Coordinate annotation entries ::
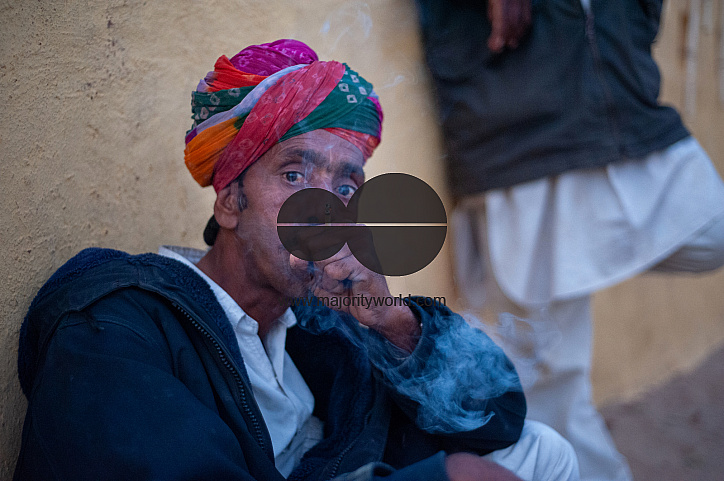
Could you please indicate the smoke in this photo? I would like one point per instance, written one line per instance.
(524, 340)
(352, 22)
(394, 82)
(452, 374)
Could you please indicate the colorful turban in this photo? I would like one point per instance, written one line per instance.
(266, 94)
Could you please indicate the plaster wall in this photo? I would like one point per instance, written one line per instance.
(96, 98)
(97, 102)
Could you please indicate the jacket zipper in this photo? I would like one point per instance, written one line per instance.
(591, 36)
(234, 372)
(338, 461)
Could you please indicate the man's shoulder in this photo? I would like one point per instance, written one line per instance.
(105, 281)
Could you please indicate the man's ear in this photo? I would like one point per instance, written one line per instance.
(226, 207)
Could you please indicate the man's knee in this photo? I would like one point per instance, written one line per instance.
(703, 252)
(557, 458)
(541, 454)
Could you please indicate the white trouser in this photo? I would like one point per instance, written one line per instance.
(541, 454)
(558, 392)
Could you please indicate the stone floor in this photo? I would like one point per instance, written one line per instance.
(676, 431)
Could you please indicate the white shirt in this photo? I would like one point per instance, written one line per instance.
(285, 401)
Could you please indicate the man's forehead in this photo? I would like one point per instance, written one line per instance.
(321, 149)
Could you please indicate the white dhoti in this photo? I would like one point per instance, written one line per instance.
(540, 249)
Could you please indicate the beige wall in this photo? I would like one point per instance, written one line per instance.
(650, 327)
(97, 102)
(96, 106)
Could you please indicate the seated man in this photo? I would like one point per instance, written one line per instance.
(192, 365)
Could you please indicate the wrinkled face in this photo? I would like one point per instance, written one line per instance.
(314, 159)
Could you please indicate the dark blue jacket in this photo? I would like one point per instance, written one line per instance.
(580, 91)
(132, 371)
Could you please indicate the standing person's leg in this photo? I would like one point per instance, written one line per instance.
(551, 348)
(702, 252)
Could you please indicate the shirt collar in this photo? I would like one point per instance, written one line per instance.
(240, 320)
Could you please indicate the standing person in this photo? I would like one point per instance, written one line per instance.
(570, 177)
(192, 365)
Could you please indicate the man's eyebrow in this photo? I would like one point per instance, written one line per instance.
(348, 169)
(306, 155)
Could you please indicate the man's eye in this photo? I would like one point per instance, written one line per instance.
(293, 177)
(346, 190)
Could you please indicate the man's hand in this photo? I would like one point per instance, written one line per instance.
(343, 277)
(510, 19)
(469, 467)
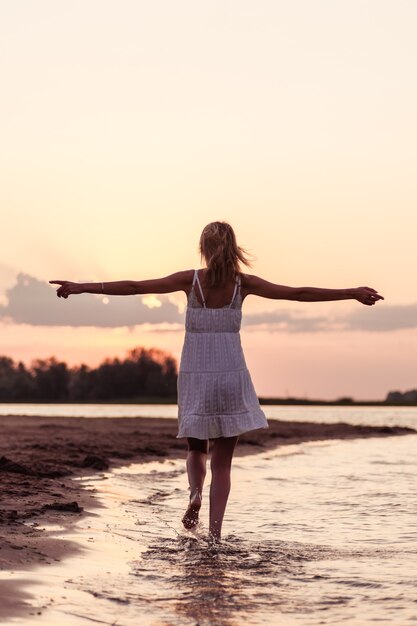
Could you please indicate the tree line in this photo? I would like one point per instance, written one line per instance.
(144, 373)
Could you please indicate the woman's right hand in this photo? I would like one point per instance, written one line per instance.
(367, 295)
(67, 288)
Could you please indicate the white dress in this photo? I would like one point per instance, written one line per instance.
(216, 397)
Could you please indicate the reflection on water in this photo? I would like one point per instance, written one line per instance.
(316, 534)
(368, 415)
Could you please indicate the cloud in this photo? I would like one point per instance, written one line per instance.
(383, 318)
(285, 321)
(32, 301)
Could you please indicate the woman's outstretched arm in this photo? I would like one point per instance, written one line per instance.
(260, 287)
(180, 281)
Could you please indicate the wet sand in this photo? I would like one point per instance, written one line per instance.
(41, 458)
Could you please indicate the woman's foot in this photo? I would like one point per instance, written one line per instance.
(190, 519)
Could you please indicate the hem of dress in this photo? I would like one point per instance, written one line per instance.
(213, 430)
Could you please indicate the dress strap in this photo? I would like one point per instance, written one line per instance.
(196, 278)
(237, 285)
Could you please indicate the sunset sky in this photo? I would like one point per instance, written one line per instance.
(127, 126)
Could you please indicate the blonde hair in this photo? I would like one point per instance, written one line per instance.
(219, 249)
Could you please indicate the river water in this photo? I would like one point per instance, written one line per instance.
(320, 533)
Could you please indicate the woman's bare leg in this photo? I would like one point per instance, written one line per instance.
(221, 461)
(196, 469)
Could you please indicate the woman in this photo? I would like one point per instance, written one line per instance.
(216, 398)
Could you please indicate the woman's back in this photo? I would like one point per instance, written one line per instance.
(214, 296)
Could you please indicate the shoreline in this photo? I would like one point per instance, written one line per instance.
(41, 458)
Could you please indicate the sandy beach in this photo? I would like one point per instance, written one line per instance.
(40, 458)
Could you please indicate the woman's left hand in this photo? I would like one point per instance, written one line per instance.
(367, 295)
(67, 288)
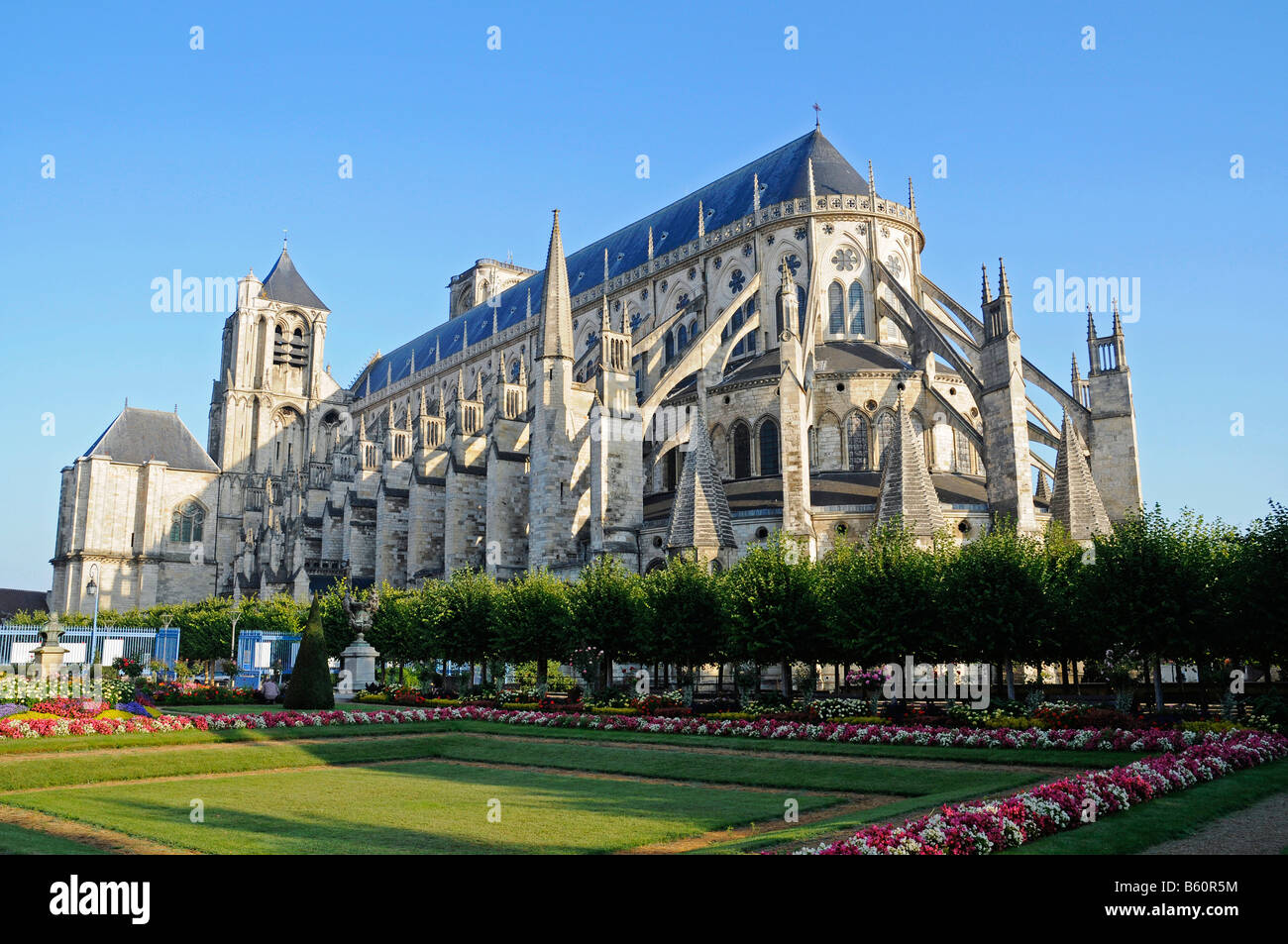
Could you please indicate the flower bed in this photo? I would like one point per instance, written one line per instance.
(986, 827)
(1086, 739)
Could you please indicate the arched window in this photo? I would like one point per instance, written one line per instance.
(835, 308)
(858, 325)
(769, 449)
(885, 433)
(187, 523)
(857, 441)
(741, 451)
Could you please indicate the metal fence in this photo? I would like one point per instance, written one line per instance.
(86, 646)
(262, 653)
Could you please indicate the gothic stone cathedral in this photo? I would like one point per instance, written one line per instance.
(765, 353)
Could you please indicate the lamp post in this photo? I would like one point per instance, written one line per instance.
(91, 588)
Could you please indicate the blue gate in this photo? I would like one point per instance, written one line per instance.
(261, 653)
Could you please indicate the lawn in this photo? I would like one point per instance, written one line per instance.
(426, 788)
(424, 806)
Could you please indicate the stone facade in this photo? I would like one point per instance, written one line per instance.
(546, 420)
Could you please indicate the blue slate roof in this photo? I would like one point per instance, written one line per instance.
(784, 175)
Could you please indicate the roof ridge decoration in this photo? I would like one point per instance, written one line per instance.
(699, 513)
(1074, 498)
(907, 491)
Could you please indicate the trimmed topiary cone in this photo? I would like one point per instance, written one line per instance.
(310, 681)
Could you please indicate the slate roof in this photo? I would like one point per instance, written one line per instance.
(784, 174)
(284, 283)
(907, 491)
(699, 514)
(1074, 497)
(13, 600)
(140, 436)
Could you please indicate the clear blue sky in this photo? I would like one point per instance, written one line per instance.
(1106, 162)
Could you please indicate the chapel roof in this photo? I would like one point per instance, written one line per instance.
(782, 174)
(142, 436)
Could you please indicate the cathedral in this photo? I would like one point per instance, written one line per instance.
(763, 355)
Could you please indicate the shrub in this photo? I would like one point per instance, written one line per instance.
(310, 681)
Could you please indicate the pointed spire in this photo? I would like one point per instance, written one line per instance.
(699, 513)
(1042, 494)
(1074, 498)
(554, 339)
(604, 318)
(907, 491)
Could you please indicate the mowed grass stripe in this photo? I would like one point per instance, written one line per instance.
(412, 807)
(782, 773)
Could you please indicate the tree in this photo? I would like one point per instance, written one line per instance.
(776, 609)
(683, 621)
(881, 599)
(995, 597)
(1151, 586)
(310, 681)
(605, 601)
(532, 620)
(460, 617)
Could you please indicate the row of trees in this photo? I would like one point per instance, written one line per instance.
(1157, 588)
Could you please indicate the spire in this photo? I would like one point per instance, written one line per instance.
(699, 513)
(1074, 497)
(605, 320)
(1042, 494)
(554, 339)
(907, 491)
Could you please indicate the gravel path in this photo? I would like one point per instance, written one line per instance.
(1261, 829)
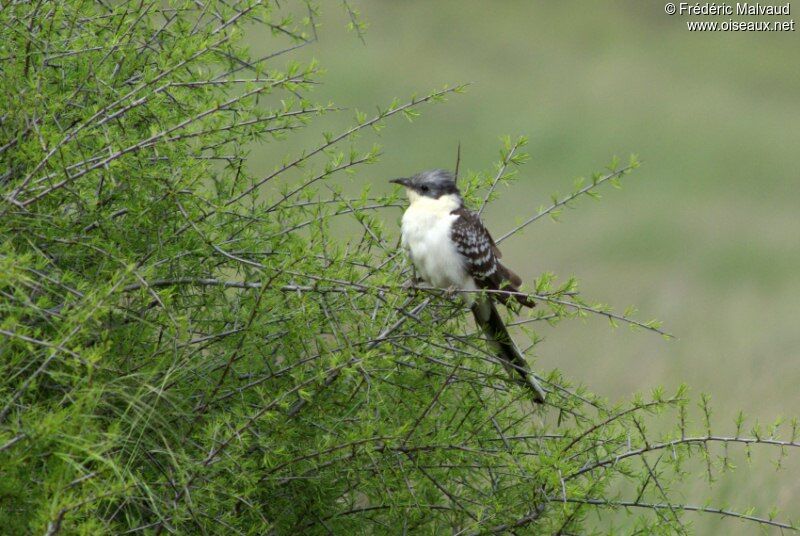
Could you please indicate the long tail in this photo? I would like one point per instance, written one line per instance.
(490, 321)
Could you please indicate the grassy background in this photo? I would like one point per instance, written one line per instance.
(705, 236)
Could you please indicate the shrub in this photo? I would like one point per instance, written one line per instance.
(188, 345)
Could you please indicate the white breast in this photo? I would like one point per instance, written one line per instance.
(426, 236)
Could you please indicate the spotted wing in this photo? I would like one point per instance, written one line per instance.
(481, 256)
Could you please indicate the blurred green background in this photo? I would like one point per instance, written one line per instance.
(704, 236)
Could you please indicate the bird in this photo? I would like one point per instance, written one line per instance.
(451, 249)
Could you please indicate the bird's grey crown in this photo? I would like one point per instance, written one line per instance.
(432, 183)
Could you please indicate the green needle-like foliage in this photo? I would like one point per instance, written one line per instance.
(188, 345)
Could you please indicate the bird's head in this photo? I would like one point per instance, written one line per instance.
(433, 184)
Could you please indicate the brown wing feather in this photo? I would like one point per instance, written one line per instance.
(481, 256)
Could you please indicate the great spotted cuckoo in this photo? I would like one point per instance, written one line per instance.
(451, 249)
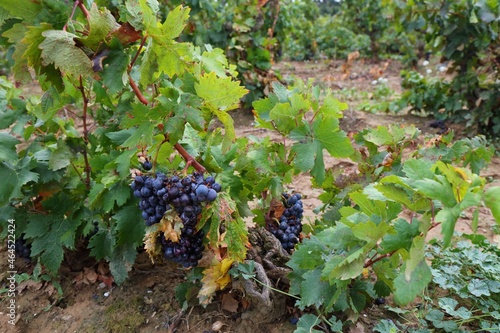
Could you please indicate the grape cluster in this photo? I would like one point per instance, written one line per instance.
(160, 194)
(23, 249)
(290, 224)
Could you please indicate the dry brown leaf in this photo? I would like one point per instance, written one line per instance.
(229, 303)
(215, 277)
(90, 274)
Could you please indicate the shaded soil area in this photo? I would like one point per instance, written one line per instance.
(146, 301)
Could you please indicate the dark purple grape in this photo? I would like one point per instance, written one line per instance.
(201, 190)
(211, 195)
(173, 192)
(216, 187)
(145, 192)
(147, 165)
(139, 180)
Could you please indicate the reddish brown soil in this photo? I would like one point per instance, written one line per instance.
(146, 301)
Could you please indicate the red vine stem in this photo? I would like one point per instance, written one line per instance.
(72, 14)
(85, 133)
(189, 159)
(137, 53)
(137, 91)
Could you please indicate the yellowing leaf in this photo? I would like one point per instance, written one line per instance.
(215, 278)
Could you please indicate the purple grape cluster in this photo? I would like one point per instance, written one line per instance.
(160, 194)
(23, 249)
(290, 222)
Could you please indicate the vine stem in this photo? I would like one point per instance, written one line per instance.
(82, 7)
(85, 133)
(187, 157)
(274, 289)
(75, 5)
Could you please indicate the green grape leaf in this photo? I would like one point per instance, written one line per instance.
(175, 127)
(13, 179)
(406, 289)
(280, 91)
(33, 38)
(121, 262)
(449, 306)
(439, 189)
(189, 109)
(349, 267)
(61, 157)
(24, 9)
(368, 206)
(119, 137)
(284, 115)
(332, 107)
(101, 25)
(369, 231)
(310, 142)
(492, 201)
(326, 131)
(123, 162)
(219, 94)
(129, 224)
(308, 253)
(52, 255)
(8, 147)
(314, 290)
(402, 239)
(307, 323)
(223, 211)
(20, 68)
(114, 75)
(416, 169)
(148, 9)
(101, 244)
(448, 217)
(172, 58)
(50, 104)
(175, 23)
(214, 60)
(59, 48)
(379, 136)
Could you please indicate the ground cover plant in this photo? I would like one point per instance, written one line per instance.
(131, 146)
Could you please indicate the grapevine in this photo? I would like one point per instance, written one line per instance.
(288, 226)
(23, 249)
(185, 196)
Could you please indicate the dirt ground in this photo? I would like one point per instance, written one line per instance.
(146, 301)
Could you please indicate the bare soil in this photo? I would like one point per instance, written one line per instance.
(146, 301)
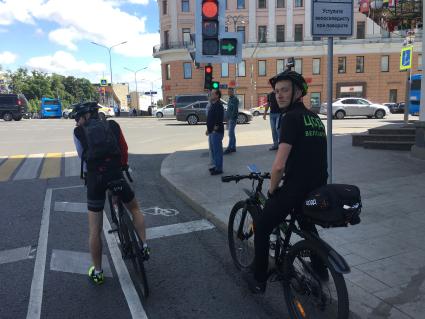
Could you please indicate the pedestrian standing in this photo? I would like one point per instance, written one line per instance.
(232, 118)
(274, 118)
(215, 128)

Your task :: Copy, without the pictures, exactly the lines from the line with "Could you please indicate the grapevine" through the end of the material above, both ends included.

Answer for this exercise ::
Could you please indicate the grapevine in this photo? I would like one point per instance, written one line per instance.
(288, 226)
(23, 249)
(185, 196)
Could you please indicate the dirt ground in this photo? I would like one point per instance, written one line per instance.
(146, 301)
Could you please indicate the bare soil in this photo? I would like one point per instance, written one line per instance.
(146, 301)
Could you please indicate the pedestrian standing in this photo? I would like one point per instance, written one line per instance.
(232, 118)
(274, 118)
(215, 128)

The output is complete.